Climate Engineers' main location in 1963, near downtown Cedar Rapids, Iowa

A family operation

Although Climate had different people responsible for its day-to-day operations from 1947 to 1953, for most of its existence - and all of its growth - a member of the Watson family has headed the company, which is why Mark Watson considers it a family corporation. Today, three Watson brothers - President John Watson, Vice President Peter Watson and Mark, who serves as secretary and treasurer, run the company.

"We've each got our own areas of expertise," Mark Watson said.

Watson's background is in business, having graduated from the University of Iowa in the early 1970s. After moving to San Francisco following graduation, Watson returned to Iowa in 1975 to help run the company when his father, John, who had supervised Climate since the early 1950s, was diagnosed with cancer.

Under Watson's father, the company experienced several changes. In its earliest years, Climate concentrated mostly on residential heating and installation. Receipts in 1953 totaled about $105,000. But the growing popularity of residential and commercial air conditioning in the post-World War II era convinced John Watson and other company officials to enter the cooling and ventilation markets as well. Around 1959, the company left the residential marketplace to focus on commercial and industrial work.

Climate's past projects include the business college at the University of Iowa.

Big-time jobs, clients

Major commercial clients during the next decade included the University of Iowa, Mercy Medical Center and Merchants National Bank.

By 1975, Climate had approximately 20 employees and $900,000 in annual sales. One particularly large project around this time was the Stouffers Hotel - now known as the Crowne Plaza Five Seasons - and an adjacent arena in downtown Cedar Rapids. In 1977, Climate was hired to make and install 150 tons of ductwork and new HVAC systems in the landmark buildings. It took more than two years for Climate employees to install all of the large-diameter duct the buildings required. And in the case of the arena, the job meant working more than 100 feet off the ground.

By the end of the 1970s, with the U.S. in a recession, Climate again changed its focus, this time concentrating more on industrial projects from clients such as General Mills and Quaker Oats.

"It's served us well over the years," Watson said. "If one market was down, the other one might be up.

"It eliminates the roller coaster type of thing."

---------------

* Try it *
Can you carry the Climate Engineers company history above forward from its final line?

* Stored data entries *
---------------

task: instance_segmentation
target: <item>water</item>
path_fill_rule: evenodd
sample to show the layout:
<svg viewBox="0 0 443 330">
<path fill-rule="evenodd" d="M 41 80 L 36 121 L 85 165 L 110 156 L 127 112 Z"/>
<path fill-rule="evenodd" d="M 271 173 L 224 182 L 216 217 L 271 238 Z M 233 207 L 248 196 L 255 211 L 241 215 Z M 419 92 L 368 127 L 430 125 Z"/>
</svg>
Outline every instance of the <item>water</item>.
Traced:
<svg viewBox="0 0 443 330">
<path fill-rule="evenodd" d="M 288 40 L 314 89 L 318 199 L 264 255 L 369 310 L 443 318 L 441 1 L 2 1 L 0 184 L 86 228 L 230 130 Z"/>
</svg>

---------------

* Exercise answer *
In 1982, in another high-flying project, the company made and installed the duct for a $1 million heat-recovery project for the Hubinger Co. in Keokuk, Iowa. The flue-gas duct system was installed 1,000 feet above the roofs of the 15 plants. Duct ranged from 48- to 68 square inches. The ductwork, made with 10-gauge steel plate and stiffeners, was shipped and erected in 25-foot sections, which had to be lifted into place by helicopter and bolted together. The system used 49 structural steel supports that were also made by Climate workers..

'Survival mode'

Today, the company's fabrication and installation work is mostly industrial and commercial, with about 10 percent of the company's time spent making heavy-gauge metal products for other contractors.

Like many in the construction industry, today Climate finds itself in what Watson calls "survival mode" - trying to stand out amid ever-increasing competition and make money amid ever-decreasing profit margins.

"You've got a heck of a battle going on these days," Watson said. "In order to bid work, you've got to bid low. If you make a mistake, it's going to cost you money."

With profits continuously squeezed, in 2001 company officials decided to implement a "lean production" process in his sheet-metal shop. Lean production is a work-flow method designed to eliminate waste and employee inactivity. Originally estimated to cost less than $40,000, the company eventually spent more than $250,000 to rearrange its HVAC shop, even moving it to a different building.

Although there was much grumbling when they started, "By the end of the process, there was not one person who said that was not money well spent," Watson said.

Such changes are what Watson hopes will make Climate a $25 million operation in five years.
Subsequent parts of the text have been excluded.